Data items
____________

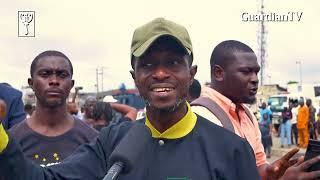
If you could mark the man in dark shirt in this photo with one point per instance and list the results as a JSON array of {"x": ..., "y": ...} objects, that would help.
[
  {"x": 13, "y": 99},
  {"x": 51, "y": 133},
  {"x": 183, "y": 144}
]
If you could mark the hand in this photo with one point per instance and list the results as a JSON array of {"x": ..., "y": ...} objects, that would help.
[
  {"x": 299, "y": 170},
  {"x": 277, "y": 169},
  {"x": 2, "y": 110}
]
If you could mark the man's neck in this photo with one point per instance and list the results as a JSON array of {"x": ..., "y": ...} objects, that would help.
[{"x": 163, "y": 120}]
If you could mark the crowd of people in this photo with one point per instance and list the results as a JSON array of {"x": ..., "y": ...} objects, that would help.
[
  {"x": 195, "y": 132},
  {"x": 298, "y": 124}
]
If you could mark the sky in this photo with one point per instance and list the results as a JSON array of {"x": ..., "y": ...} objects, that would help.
[{"x": 97, "y": 34}]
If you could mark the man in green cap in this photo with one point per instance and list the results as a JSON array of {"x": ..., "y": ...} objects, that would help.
[{"x": 183, "y": 145}]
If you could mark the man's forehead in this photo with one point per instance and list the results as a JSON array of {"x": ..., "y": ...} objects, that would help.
[
  {"x": 53, "y": 62},
  {"x": 245, "y": 55}
]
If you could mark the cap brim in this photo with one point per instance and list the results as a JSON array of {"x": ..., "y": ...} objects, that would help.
[{"x": 145, "y": 46}]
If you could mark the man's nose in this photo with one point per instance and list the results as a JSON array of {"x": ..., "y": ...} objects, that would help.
[
  {"x": 254, "y": 79},
  {"x": 54, "y": 80},
  {"x": 160, "y": 73}
]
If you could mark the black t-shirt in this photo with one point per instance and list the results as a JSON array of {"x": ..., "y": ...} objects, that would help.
[
  {"x": 208, "y": 152},
  {"x": 122, "y": 119},
  {"x": 47, "y": 151}
]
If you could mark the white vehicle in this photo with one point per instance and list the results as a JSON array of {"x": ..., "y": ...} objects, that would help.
[{"x": 278, "y": 102}]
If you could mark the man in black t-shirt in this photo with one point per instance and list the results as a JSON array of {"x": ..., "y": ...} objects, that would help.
[{"x": 51, "y": 133}]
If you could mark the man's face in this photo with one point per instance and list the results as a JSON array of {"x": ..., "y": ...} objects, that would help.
[
  {"x": 163, "y": 77},
  {"x": 88, "y": 107},
  {"x": 51, "y": 81},
  {"x": 240, "y": 78}
]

____________

The problem
The required result is an exact repeat of the records above from the line containing "If you could mark the man's face" to their final line.

Answer below
If you could mark the man's face in this photo with one point per instance and list the results as a JSON array of {"x": ..., "y": ...} objects, that would help.
[
  {"x": 163, "y": 77},
  {"x": 88, "y": 107},
  {"x": 51, "y": 81},
  {"x": 240, "y": 78}
]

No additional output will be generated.